Oatly CEO sees a long runway for growth on its Wall Street debut

With a $10 billion valuation and a company that is growing worldwide, Oatly CEO Toni Petersson projected confidence in the continued power of oat milk the morning before his company’s stocks began trading on the open market.

“We’re bringing new capacity on board every single quarter this year,” Petersson said at a virtual press conference Thursday morning. “Our growth is completely reliant on our supply and our ability to supply. And, I mean, 2020 was a tough year for everybody. We produced more than planned. We generated triple-digit growth successfully across three continents, without seeing each other. It just speaks about how solid our structure and our business is. I sit here in front of you today feeling super comfortable where we are.”

Oatly, which has been on a meteoric rise, is the most recent company in the plant-based segment to enter the markets. Trading of its shares, with the ticker symbol OTLY, startedat a $17 share price today when the Nasdaq opened.

The Sweden-based company, which can be credited with inventing oat milk in the 1990s, has been a force in the plant-based sector. Its products first launched in Europe three decades ago, and the company has been growing since then. Oatly entered the United States through coffee shops in 2016, and has expanded its offerings here to grocery shelves, including oat milk-based “Oatgurt” and frozen desserts. The brand helped drive oat milk to be the second most popular plant-based milk in the United States, behind almond milk, according to SPINS statistics.

» EXCERPTED RECORDS:

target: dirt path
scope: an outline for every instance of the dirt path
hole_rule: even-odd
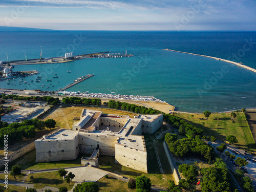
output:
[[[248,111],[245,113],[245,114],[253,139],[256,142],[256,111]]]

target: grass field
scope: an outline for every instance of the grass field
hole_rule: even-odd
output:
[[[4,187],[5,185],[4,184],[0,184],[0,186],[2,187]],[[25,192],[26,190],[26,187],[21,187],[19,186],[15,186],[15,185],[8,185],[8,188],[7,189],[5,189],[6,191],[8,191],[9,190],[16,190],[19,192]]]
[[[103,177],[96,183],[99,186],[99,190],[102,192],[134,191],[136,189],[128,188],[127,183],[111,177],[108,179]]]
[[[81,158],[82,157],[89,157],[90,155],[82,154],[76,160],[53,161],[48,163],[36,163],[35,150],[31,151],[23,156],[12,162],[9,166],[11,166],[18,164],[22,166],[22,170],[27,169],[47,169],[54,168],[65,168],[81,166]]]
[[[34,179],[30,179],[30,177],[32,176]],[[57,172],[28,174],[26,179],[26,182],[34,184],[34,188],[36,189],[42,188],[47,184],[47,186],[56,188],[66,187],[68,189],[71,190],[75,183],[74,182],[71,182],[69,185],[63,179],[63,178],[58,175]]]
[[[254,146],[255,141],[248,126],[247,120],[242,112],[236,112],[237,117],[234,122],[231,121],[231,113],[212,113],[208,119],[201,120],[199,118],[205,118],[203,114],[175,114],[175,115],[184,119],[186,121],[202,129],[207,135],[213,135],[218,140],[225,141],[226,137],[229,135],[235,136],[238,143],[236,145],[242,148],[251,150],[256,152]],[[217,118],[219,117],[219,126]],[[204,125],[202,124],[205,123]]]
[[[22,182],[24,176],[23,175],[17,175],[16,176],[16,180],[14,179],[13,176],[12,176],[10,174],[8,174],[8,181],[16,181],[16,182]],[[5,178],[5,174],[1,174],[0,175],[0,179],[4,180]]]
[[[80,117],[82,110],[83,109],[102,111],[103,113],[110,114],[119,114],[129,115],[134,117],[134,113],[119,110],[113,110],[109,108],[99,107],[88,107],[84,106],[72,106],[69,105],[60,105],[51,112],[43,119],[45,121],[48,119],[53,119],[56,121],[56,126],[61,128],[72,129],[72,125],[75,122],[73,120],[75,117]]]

» EXERCISE DIRECTIONS: Keep writing the article on Oatly's stock market debut, picking up right after its last sentence.

» EXERCISE OUTPUT:
Toni Petersson

Courtesy of Oatly

 

According to its F-1 form filed with the U.S. Securities and Exchange Commission as part of its initial public offering, Oatly sold $421.4 million worth of products in 20 countries worldwide 2020, an increase of 106% over sales in 2019. The Americas was Oatly’s second largest market, responsible for $100 million of those sales, and 71% of the company’s total gross profits came from retail sales.

Petersson said Thursday morning that Oatly has a sizable runway for growth. All sales lost from coffee shops during pandemic-related closures were backfilled by additional sales in grocery stores, he said. In the U.S. last year, the company had a weighted distribution rate to retailers of 20%, while competitors were able to reach 40%, he said. The company can also fill about 70% of the orders it receives from retailers worldwide. Bringing more factories online can help fill those gaps and make a huge difference, Petersson said. He added that these numbers only capture orders of Oatly’s products.

“We don’t really know what the demand is,” Petersson said. “Our growth is 100% related on velocity — organic demand and velocity. We’re not pushing through promotions or price mechanisms or anything like that. So we are clearly changing the game of the whole industry here.”

With shares sold, Oatly has raised about $1.4 billion. The company’s rapid expansion makes now the right time for an IPO, Petersson said. Oatly currently has four plants operating worldwide, with one each in Sweden, the Netherlands, New Jersey and the newest in Utah. A lot more manufacturing capacity is coming with five global factories currently under construction and nearing completion in the U.S., the U.K.China, Singapore, and another in Southeast Asia. There are also three factory expansions planned for completion by 2022 in Sweden, the Netherlands and New Jersey.

One thing Oatly does not plan to do with the influx of cash from the IPO is make any acquisitions, Petersson said. Its focus right now is regional innovation, production and creativity. The company is uniquely positioned with a global platform, he said.

“We really, really believe in our plan … and in that plan, there’s really no reason for us to look at M&A,” Petersson said. “I’m not excluding that completely, but right now we don’t see that being part of the plan going forward.”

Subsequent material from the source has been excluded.